▶ _Set exercise_
State only the number of lines in the data below that contain the string "wooden", matching case exactly.

▶ _Input records_
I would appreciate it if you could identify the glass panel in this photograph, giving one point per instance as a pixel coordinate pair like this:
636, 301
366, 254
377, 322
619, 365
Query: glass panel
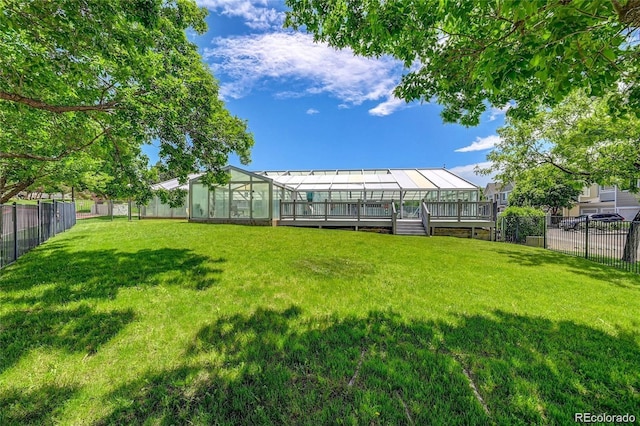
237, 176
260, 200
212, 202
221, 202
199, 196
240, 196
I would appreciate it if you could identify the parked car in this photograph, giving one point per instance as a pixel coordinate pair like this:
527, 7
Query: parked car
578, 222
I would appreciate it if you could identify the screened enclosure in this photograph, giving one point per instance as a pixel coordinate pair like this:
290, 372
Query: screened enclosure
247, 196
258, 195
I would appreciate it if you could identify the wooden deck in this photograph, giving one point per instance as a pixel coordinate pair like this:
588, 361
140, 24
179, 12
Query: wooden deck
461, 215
* * *
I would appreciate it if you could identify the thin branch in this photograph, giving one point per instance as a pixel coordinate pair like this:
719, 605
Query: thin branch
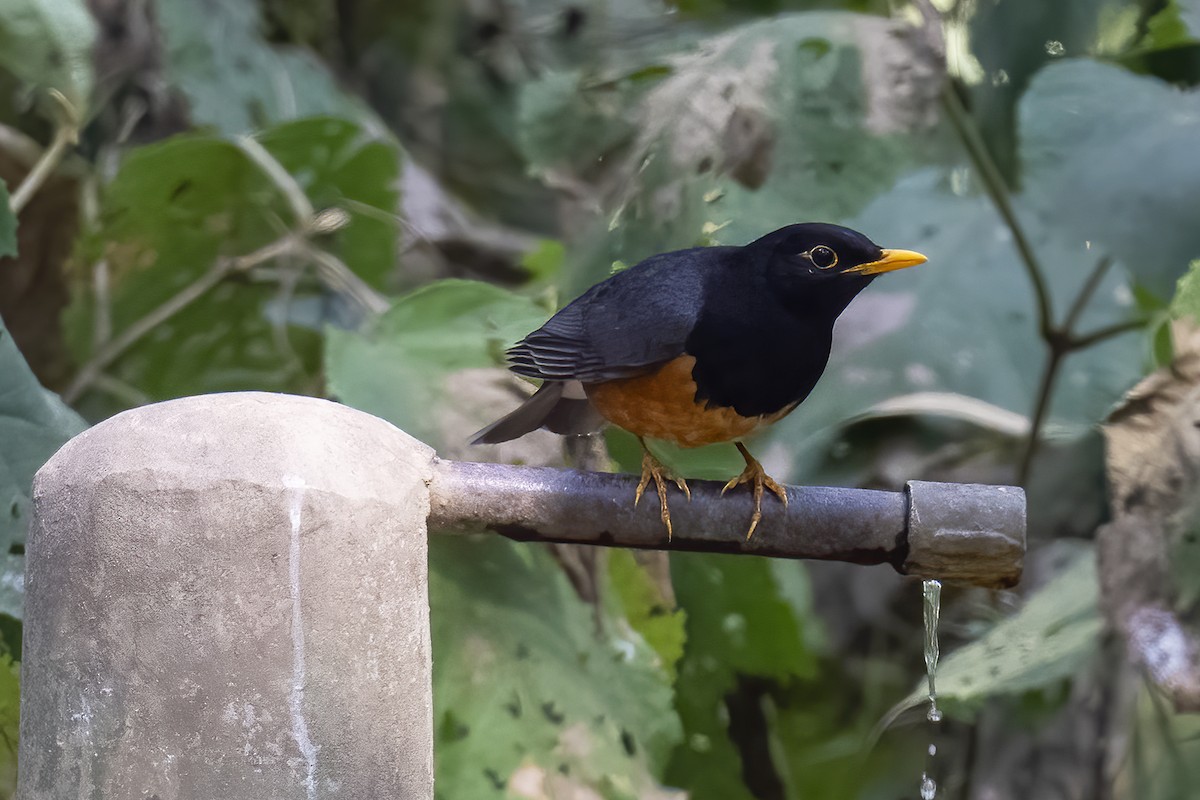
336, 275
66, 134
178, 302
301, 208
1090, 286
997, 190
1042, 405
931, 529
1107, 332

▶ _Problem solution_
2